EStG 2002 § 4 Abs. 1 Satz 5
EStG 2002 § 6 Abs. 1 Nr. 5
EStG 2002 § 17 Abs. 1 Satz 1
EStG 2002 § 17 Abs. 1 Satz 2
EStG 2002 § 17 Abs. 2
KStG 2002 § 8b Abs. 2
KStG 2002 § 8b Abs. 4 Satz 1 Nr. 2
Legt ein Gesellschafter Anteile an einer Kapitalgesellschaft verdeckt in eine andere Kapitalgesellschaft ein, hat diese die Anteile mit dem Teilwert zu bewerten. Auch wenn die aufnehmende Kapitalgesellschaft die Anteile in ihren Bilanzen fehlerhaft mit einem geringeren Wert als dem Teilwert ansetzt, liegt kein Erwerb unter dem Teilwert i.S. des § 8b Abs. 4 Satz 1 Nr. 2 KStG 2002 vor. Ein Gewinn der aufnehmenden Kapitalgesellschaft aus der Veräußerung der Anteile ist daher steuerfrei.
Gründe:

I.

Die Klägerin und Revisionsklägerin (Klägerin), eine GmbH, hat den Erwerb und die Verwaltung von Beteiligungen zum Gesellschaftsgegenstand. Alleingesellschafter der Klägerin ist der zum Verfahren gemäß § 174 Abs. 5 Satz 2 i.V.m. Abs. 4 der Abgabenordnung (AO) beigeladene F. F war gleichzeitig zu 50 % am Kapital der VA, einer S.A., beteiligt, die wiederum über einen Treuhänder 80 % der Anteile an der C-GmbH hielt, welche durch Formwechsel am 12. Juni 2002 in die C-AG umgewandelt worden war. Das Grundkapital der C-AG, bestehend aus 2 200 Aktien zum Nennbetrag von je 25 €, betrug 55 000 €. Aufgrund einer Vereinbarung zwischen F und der VA sollte F gegen eine Abfindung von 660 Aktien der C-AG aus der VA ausscheiden. Die Übertragung der Aktien erfolgte am 5. November 2002 durch Indossament direkt auf die Klägerin.

Einträge:

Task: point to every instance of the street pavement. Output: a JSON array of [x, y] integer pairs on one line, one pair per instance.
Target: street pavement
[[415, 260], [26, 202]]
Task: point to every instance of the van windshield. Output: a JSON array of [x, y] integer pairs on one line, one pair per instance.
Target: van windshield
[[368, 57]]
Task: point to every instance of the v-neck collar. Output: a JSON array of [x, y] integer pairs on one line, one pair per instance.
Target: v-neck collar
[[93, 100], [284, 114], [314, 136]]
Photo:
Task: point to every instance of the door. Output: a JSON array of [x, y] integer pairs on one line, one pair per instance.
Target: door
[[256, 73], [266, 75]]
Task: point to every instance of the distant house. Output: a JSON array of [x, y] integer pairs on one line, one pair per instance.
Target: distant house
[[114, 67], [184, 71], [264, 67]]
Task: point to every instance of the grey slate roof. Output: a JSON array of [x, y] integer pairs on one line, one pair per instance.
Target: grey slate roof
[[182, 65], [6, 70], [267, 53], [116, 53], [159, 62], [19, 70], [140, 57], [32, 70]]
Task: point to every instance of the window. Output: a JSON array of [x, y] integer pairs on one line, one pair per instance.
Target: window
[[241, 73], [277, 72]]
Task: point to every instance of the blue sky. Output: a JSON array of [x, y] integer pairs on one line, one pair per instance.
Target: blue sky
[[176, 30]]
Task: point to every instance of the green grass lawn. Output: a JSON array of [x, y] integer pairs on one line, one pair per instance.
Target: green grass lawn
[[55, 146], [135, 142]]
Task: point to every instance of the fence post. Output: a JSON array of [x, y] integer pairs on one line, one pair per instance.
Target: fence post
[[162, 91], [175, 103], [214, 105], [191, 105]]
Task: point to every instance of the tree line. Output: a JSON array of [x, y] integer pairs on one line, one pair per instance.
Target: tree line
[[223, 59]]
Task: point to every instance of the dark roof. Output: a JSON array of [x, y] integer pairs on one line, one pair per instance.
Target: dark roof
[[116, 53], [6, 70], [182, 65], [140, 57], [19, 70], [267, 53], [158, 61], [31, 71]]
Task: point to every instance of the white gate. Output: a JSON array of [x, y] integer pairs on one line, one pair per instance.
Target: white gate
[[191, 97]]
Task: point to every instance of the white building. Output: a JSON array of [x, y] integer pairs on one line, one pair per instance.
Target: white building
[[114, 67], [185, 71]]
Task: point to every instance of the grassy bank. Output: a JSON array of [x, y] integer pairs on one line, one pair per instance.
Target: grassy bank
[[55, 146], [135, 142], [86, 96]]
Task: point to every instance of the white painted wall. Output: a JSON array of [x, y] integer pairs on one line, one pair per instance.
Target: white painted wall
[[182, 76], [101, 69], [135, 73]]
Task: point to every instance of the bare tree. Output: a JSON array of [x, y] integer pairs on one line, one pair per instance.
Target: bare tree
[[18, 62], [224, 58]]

Aufgabe A:
Gib die Einträge von der Zeile mit „Task: point to every instance of the blue“ bis einschließlich der Zeile mit „[[223, 59]]“ vollständig wieder, Aufgabenzeilen eingeschlossen. Verschiebe dabei jede Koordinatenzahl in den Antworten um 139 und lass die Aufgaben samt Formatangaben unverändert.
Aufgabe B:
Nimm das Urteil zur verdeckten Einlage von Aktien in eine Kapitalgesellschaft wieder auf und schreib es nach dem letzten Satz weiter.

Antwort A:
Task: point to every instance of the blue sky. Output: a JSON array of [x, y] integer pairs on one line, one pair per instance.
Target: blue sky
[[315, 169]]
Task: point to every instance of the green grass lawn. Output: a JSON array of [x, y] integer pairs on one line, one pair per instance.
Target: green grass lawn
[[194, 285], [274, 281]]
Task: point to every instance of the fence post. Output: a JSON array of [x, y] integer pairs on one line, one pair per instance.
Target: fence post
[[301, 230], [314, 242], [353, 244], [330, 244]]
Task: point to every instance of the tree line. Output: a JSON array of [x, y] integer pairs on one line, one pair per instance.
Target: tree line
[[362, 198]]

Antwort B:
F legte die erhaltenen Aktien an der C-AG unmittelbar hiernach in die Klägerin ein. Die Klägerin bezifferte die Einlage mit 22 000 €. Dieser Betrag entsprach den Anschaffungskosten, die F im Jahr 1999 für die Anteile an der VA aufgewandt hatte. Die Klägerin veräußerte am 31. Dezember 2002 ihre Aktien der C-AG zum Preis von 347 900 € an ein französisches Unternehmen. Sie behandelte den erzielten Gewinn aus dem Verkauf der Aktien in Höhe von 325 900 € als nach § 8b Abs. 2 des Körperschaftsteuergesetzes 2002 (BGBl I 2002, 4145, BStBl I 2002, 1170) --KStG 2002-- steuerfreien Veräußerungserlös. Der Beklagte und Revisionsbeklagte (das Finanzamt --FA--) behandelte den Veräußerungsgewinn als steuerpflichtig und erließ entsprechende Steuerbescheide 2002. Er war der Auffassung, die Anteile seien von der Klägerin unter ihrem Teilwert erworben worden, was die Gewährung einer Steuerbefreiung gemäß § 8b Abs. 4 Satz 1 Nr. 2 KStG 2002 ausschließe.

Die dagegen erhobene Klage wies das Hessische Finanzgericht (FG) mit Urteil vom 29. November 2007 4 K 3765/04 ab. Das Urteil ist in Entscheidungen der Finanzgerichte (EFG) 2008, 1914 veröffentlicht.

Mit ihrer Revision rügt die Klägerin eine Verletzung materiellen Rechts. Sie beantragt sinngemäß, das Urteil des FG aufzuheben und unter Änderung der angefochtenen Steuerbescheide die Körperschaftsteuer 2002 und den Gewerbesteuermessbetrag 2002 jeweils auf 0 € festzusetzen.

Das FA beantragt, die Revision zurückzuweisen.

Der Beigeladene hat keinen Antrag gestellt.

II.

Die Revision ist begründet. Sie führt zur Aufhebung der Vorentscheidung und zur Stattgabe der Klage.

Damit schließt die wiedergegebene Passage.